Quote the listing word for word, from its opening line through the line containing "M0 7L0 49L8 49L6 7Z", with both of those lines included.

___ Recorded information ___

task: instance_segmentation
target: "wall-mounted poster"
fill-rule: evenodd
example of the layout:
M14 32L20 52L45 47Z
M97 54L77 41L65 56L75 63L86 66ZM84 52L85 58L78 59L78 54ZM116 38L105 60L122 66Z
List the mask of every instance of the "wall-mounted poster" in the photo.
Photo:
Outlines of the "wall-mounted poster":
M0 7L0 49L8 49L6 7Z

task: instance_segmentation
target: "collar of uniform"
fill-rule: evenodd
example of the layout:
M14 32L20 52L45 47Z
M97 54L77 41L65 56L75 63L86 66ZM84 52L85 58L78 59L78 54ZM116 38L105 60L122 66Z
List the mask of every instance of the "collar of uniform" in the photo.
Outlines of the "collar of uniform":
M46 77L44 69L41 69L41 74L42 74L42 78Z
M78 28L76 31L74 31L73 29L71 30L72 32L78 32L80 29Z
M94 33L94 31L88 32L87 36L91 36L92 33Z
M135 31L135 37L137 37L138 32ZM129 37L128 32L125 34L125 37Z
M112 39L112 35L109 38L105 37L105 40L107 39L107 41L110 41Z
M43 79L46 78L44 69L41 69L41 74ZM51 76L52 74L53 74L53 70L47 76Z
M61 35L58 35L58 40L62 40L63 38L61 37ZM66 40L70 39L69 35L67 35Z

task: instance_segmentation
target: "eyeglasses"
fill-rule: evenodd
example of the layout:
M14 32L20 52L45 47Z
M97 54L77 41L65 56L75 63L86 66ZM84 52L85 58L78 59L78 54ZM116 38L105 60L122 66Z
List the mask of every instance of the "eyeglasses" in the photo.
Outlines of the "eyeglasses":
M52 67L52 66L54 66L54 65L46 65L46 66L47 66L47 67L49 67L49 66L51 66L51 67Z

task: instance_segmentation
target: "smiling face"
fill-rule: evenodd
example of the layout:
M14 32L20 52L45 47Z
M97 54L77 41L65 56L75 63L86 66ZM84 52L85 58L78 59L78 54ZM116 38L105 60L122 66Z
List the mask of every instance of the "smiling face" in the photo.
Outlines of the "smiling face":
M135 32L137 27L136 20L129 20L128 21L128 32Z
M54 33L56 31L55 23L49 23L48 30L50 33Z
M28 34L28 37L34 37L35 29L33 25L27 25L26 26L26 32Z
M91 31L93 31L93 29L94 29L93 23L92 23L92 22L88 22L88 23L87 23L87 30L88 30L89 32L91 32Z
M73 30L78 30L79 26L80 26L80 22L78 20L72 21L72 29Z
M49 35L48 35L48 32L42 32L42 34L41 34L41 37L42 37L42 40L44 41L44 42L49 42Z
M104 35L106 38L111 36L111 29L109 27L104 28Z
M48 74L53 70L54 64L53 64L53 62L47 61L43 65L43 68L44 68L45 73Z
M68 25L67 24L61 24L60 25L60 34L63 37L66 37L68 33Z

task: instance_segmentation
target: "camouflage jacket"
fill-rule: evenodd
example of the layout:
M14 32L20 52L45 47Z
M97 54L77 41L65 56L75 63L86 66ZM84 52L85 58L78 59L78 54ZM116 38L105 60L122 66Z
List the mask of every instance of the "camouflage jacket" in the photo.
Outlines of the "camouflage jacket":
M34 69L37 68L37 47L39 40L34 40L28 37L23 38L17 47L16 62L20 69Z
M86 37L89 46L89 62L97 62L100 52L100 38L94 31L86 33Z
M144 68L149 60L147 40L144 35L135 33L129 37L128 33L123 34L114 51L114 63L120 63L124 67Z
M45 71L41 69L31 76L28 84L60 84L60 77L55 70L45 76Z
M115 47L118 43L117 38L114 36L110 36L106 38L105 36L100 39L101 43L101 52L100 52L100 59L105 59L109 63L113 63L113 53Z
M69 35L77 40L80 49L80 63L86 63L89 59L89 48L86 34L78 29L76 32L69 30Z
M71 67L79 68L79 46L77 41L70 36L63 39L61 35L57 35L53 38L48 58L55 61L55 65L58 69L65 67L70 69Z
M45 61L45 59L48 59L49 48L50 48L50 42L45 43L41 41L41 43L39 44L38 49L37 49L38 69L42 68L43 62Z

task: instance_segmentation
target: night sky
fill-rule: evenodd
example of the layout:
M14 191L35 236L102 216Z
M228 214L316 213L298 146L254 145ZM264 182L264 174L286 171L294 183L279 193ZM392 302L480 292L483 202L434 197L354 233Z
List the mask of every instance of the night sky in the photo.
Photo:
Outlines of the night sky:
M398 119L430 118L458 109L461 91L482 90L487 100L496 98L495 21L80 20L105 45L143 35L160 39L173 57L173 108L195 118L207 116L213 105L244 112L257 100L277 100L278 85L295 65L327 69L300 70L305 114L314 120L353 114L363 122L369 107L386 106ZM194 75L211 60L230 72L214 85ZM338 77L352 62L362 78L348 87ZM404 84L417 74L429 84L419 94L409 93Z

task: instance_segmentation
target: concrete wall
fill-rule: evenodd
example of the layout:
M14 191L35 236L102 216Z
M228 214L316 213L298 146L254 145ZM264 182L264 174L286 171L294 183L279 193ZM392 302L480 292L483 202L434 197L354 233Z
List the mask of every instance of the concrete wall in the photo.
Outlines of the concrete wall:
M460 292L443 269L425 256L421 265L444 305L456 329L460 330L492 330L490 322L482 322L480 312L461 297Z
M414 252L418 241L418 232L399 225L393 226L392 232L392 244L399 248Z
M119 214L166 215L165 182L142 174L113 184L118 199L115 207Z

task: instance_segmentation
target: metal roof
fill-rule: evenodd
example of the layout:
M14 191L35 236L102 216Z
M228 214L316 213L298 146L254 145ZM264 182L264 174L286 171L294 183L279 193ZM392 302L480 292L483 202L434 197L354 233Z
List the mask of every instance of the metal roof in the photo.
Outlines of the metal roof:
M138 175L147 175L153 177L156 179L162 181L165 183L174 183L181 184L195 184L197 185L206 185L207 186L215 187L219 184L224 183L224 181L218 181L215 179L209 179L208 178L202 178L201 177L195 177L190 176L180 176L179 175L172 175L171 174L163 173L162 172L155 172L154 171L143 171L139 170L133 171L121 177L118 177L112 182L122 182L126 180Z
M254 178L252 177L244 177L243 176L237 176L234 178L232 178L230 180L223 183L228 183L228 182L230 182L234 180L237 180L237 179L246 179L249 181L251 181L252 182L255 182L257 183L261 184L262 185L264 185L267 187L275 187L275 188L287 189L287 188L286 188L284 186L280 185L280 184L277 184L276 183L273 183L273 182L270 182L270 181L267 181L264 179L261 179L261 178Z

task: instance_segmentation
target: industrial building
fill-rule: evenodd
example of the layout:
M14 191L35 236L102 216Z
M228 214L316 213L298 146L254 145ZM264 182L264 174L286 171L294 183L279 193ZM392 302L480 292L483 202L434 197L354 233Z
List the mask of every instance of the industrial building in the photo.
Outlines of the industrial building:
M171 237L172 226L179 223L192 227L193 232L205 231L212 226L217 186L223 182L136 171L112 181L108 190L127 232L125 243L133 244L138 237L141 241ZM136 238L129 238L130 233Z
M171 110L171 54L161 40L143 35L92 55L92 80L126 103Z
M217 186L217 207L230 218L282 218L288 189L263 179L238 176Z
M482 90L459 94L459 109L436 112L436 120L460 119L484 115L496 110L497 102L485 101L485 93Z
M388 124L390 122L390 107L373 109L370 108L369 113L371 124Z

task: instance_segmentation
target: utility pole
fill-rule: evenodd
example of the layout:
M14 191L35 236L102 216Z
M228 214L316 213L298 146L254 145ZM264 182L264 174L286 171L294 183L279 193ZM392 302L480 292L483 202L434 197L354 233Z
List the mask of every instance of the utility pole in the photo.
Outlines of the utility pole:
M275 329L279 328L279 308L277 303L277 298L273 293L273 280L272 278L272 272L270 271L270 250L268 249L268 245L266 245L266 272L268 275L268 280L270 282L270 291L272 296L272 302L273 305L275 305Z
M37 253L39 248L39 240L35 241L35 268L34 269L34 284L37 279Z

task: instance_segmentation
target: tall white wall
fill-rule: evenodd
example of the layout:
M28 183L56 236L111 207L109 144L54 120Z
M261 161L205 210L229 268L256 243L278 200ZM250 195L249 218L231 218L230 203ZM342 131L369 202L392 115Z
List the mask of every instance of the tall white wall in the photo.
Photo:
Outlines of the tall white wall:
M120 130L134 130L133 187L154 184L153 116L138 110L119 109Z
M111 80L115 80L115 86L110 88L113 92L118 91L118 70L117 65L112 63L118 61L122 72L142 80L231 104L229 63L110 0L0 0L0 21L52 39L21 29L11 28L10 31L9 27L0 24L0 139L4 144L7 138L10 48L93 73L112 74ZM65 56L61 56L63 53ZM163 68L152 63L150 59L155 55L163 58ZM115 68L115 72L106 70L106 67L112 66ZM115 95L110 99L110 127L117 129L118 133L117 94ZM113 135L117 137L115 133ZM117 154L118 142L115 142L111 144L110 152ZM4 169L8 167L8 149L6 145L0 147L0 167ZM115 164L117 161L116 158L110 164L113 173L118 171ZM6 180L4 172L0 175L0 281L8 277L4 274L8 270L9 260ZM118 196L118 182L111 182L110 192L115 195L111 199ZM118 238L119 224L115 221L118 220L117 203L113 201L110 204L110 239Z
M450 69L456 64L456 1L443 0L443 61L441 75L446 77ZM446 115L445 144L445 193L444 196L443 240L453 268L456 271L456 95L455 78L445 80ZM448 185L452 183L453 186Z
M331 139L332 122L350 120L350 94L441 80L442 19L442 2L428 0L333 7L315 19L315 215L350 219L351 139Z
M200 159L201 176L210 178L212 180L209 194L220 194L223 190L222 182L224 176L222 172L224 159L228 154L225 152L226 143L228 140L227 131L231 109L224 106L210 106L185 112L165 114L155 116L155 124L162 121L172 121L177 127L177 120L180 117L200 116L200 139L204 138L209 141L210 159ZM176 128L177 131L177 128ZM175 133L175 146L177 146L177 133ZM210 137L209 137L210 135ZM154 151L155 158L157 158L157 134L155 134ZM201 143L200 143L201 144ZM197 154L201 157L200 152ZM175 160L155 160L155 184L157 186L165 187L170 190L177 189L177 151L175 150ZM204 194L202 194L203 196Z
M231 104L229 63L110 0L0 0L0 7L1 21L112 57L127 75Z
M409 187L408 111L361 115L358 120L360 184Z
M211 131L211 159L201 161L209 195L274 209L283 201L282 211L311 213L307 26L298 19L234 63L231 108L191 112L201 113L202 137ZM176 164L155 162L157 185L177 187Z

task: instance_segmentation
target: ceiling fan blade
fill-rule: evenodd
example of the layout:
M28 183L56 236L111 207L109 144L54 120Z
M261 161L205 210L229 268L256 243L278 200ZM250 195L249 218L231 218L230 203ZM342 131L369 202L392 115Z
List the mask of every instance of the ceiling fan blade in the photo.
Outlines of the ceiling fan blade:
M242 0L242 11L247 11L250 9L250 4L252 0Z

___

Exercise result:
task: instance_segmentation
target: "wall-mounted poster"
fill-rule: evenodd
example of the layout:
M14 32L20 52L45 47Z
M97 54L77 41L65 56L75 63L86 66ZM84 52L85 58L78 59L78 54ZM116 38L105 60L122 66Z
List the mask of every instance of the "wall-mounted poster" in the photo.
Photo:
Outlines of the "wall-mounted poster":
M0 7L0 49L8 49L6 7Z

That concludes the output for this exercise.